*Article*.
I’ve got a satellite dataset (Sentinel 2) that contains data of various spectral bands for a specific, large area. Within this area are polygons, defined using a shapefile, for which I have the classes.
I am able to mask out the polygons from the various band rasters into numpy arrays using rasterio and geopandas. However, what I’m stuck with right now, is how to convert these arrays into a proper format for a muti-class supervised learning problem. The main issue being the variable size and orientation (imagine shapes like / | \ _ - ~).
Using minimum bouding box is certainly an option, but there is a very high chance of capturing adjacent polygons with this method, which could likely product bad performance.
Looking forward to hearing what you guys think.
P.S First post on the forums, so welcome any critique.
Like mnpinto says, it’ll be more helpful to see an example of your polygons and underlying imagery.
Based on your description alone, sounds like you’re doing something like land use land cover segmentation? You could burn all the polygons (assuming they’re not overlapping) into a 1-channel raster mask with different values (from 0 to 255) representing different classes and use that as your label, akin to the camvid multi-class segmentation masks in part1 lesson 3.
If your polygons for classes are overlapping, you could create multiple channels masks, one for each overlapping class. This would require more customization of the fastai dataloader, model architecture, and loss functions to accommodate multi-channel targets and predictions.
Hi @daveluo and @mnpinto, thanks for the input and apologies for the delay - this project was put on the backburner for me but picking it up again.
So, let me be describe the problem a bit more concretely.
It is a multi-class classification problem
I have polygon shapes of farms, defined by bounding point coordinates in a shapefile and I want to predict the type of crop being grown on that farm from the satellite data.
The task at hand is thus to mask out the polygons from the satellite raster and then transform the masked rasters into an applicable format for image classification.
Thus far, what I’ve done is to mask out the farms and zero-padded each mask to be the size of the largest farm and have the farm data in the center. I’ll upload some examples of to show what I mean.
I started with stacking the RGB channels (there are 14 at various spectral resolutions) to create PNG images and fed that into a imagenet resnet but getting pretty bad performance - ie worse performance than what I’m getting with much simpler models.

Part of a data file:
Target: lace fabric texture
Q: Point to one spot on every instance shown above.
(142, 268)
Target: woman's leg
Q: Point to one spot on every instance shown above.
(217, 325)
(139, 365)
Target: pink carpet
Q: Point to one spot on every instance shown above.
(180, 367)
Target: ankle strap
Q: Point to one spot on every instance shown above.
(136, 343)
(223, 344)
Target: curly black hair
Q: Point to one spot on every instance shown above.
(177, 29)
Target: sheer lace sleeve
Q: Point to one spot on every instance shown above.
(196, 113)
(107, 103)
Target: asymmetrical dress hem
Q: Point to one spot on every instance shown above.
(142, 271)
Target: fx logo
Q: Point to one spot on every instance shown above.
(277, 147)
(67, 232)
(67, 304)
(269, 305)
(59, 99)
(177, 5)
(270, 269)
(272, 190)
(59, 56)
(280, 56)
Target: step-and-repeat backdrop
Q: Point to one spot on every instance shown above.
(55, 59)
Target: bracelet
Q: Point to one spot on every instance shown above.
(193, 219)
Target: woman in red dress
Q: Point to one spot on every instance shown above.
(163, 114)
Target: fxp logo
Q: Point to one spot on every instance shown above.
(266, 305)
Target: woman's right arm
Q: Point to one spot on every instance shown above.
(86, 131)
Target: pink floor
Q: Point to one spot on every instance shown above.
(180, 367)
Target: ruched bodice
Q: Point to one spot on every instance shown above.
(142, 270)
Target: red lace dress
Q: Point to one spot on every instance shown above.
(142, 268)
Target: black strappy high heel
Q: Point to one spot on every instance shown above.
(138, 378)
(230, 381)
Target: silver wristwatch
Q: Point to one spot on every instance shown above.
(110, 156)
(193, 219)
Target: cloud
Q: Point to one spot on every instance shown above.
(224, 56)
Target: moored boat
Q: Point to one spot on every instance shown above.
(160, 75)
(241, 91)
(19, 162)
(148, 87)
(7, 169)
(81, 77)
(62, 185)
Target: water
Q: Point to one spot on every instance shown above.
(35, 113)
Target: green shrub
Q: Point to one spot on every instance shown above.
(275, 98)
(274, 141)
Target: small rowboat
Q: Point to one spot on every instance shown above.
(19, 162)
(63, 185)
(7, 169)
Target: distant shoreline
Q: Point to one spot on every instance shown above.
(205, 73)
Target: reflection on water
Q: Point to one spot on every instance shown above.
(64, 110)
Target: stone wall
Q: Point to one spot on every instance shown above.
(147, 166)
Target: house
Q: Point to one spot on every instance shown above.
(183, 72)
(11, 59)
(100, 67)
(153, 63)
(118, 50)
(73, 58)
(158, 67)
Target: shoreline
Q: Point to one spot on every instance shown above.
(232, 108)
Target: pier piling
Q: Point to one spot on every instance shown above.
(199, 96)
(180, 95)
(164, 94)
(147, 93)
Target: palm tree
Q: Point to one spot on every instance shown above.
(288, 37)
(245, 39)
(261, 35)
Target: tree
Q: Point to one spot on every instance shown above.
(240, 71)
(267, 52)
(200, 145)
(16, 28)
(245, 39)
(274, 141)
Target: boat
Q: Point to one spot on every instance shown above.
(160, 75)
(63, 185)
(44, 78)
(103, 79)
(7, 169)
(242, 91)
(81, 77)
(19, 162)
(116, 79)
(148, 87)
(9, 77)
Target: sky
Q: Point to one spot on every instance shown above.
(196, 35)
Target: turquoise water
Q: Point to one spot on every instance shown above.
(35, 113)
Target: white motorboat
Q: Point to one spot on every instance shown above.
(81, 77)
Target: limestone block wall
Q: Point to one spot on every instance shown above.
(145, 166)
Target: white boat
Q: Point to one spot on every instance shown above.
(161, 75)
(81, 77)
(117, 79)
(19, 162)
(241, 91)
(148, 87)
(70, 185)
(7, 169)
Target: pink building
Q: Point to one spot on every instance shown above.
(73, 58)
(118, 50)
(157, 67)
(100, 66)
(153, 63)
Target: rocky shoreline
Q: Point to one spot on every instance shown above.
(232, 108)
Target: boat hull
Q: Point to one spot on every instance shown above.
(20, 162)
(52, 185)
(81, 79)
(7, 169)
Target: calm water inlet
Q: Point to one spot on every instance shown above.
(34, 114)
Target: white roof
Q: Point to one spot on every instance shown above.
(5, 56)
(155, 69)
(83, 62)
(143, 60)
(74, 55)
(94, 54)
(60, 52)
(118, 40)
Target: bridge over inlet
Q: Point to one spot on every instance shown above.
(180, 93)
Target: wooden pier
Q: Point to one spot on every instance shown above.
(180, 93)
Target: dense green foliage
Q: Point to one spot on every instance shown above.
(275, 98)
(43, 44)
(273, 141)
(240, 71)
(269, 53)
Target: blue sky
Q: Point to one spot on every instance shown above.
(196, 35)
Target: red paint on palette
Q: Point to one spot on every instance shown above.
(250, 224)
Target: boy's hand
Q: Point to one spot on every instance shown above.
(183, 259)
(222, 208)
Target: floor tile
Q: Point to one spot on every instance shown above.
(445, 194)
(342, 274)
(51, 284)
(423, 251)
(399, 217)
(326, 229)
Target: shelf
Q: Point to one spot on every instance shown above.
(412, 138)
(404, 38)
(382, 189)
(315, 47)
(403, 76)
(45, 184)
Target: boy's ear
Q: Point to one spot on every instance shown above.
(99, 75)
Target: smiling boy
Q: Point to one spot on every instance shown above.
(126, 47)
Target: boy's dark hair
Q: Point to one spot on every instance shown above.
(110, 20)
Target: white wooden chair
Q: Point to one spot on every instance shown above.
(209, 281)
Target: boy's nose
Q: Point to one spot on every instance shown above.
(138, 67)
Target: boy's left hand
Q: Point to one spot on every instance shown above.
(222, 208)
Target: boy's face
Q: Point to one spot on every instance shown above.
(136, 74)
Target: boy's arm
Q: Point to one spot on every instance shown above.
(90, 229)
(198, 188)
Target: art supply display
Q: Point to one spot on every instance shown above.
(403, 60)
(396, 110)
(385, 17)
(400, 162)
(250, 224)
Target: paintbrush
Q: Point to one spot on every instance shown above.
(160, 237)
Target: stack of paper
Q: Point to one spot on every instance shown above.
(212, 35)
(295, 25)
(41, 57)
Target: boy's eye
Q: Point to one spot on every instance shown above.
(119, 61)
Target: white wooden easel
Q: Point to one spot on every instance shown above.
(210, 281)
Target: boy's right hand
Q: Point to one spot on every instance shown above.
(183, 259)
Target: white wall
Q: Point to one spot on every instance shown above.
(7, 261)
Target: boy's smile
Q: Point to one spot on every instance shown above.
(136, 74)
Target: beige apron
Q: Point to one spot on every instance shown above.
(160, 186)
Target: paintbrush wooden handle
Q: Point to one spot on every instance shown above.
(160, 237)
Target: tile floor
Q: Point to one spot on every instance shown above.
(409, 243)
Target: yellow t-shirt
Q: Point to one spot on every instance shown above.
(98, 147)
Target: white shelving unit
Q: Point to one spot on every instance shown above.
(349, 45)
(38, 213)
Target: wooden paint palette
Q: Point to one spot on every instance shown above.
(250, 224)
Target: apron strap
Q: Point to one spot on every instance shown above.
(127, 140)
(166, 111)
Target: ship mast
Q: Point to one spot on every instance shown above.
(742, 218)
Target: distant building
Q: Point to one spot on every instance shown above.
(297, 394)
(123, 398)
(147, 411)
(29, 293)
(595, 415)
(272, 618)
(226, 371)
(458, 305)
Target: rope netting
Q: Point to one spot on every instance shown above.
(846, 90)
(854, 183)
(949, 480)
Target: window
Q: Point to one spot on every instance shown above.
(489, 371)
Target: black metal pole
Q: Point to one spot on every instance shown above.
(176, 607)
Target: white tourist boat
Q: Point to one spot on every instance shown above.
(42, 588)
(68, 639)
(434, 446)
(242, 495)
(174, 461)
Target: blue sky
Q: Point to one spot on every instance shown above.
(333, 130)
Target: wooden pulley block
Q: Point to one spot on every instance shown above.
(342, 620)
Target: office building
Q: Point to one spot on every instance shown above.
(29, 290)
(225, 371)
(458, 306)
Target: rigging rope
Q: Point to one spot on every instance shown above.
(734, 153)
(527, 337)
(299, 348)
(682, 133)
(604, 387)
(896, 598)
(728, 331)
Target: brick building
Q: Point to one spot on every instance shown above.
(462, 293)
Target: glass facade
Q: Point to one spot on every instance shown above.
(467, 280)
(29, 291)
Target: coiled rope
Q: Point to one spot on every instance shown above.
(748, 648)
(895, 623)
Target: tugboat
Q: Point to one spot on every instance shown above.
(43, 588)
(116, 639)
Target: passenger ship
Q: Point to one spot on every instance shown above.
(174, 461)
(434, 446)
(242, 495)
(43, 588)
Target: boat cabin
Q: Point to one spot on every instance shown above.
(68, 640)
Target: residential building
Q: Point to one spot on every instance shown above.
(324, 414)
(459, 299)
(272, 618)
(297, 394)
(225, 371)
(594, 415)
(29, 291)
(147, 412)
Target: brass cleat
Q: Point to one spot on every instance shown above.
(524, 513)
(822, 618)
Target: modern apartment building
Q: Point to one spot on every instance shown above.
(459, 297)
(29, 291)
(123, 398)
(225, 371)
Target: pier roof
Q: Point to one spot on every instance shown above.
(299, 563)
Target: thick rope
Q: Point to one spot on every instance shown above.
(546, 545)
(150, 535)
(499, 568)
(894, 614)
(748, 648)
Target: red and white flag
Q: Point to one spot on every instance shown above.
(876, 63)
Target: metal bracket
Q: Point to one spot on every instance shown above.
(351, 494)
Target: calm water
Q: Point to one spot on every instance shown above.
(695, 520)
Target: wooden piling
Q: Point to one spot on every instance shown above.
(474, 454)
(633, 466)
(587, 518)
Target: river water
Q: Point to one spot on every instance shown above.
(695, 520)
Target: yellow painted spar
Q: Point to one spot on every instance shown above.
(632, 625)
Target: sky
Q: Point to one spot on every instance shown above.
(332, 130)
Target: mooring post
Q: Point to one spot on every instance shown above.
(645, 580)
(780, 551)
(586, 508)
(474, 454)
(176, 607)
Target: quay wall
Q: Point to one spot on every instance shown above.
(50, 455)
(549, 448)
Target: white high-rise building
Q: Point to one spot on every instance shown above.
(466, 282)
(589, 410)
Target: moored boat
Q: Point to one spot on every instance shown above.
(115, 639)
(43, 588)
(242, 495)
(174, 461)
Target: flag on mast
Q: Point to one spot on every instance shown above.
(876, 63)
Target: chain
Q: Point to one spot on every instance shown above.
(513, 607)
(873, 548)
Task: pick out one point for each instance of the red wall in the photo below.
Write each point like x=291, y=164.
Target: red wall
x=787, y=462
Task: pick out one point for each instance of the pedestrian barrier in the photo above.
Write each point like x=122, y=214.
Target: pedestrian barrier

*Your tasks*.
1. Summarize the forum thread in two sentences.
2. Copy word for word the stretch of the forum thread from "It is a multi-class" through "for image classification.".

*Task answers*.
1. A poster with Sentinel 2 satellite data and shapefile polygons of farms asks how to convert the masked polygon arrays, which vary in size and orientation, into a format for a multi-class supervised learning problem that predicts the crop grown on each farm. A reply suggests burning non-overlapping polygons into a single-channel raster mask whose values represent classes, or multi-channel masks if classes overlap, while the poster reports that zero-padding each mask to the size of the largest farm and feeding stacked RGB PNG images into an imagenet resnet has performed worse than much simpler models.

2.
It is a multi-class classification problem
I have polygon shapes of farms, defined by bounding point coordinates in a shapefile and I want to predict the type of crop being grown on that farm from the satellite data.
The task at hand is thus to mask out the polygons from the satellite raster and then transform the masked rasters into an applicable format for image classification.